• Extracted records:

# # # #

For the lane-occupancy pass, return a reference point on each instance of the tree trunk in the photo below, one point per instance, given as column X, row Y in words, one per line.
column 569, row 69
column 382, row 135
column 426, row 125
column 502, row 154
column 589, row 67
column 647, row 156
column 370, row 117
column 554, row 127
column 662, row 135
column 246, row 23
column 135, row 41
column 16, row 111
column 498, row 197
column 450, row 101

# # # #

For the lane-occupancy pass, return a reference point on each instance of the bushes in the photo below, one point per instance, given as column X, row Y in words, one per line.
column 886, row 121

# # # #

• What is expected: Which lines in the rows above contain the string "tree"? Show each of those lines in full, and treat uppercase and lowercase letters as different.

• The response:
For the lane-occupancy pass, return a reference point on each instance of the tree trunk in the photo below, one point per instance, given as column X, row Y in words, one per line.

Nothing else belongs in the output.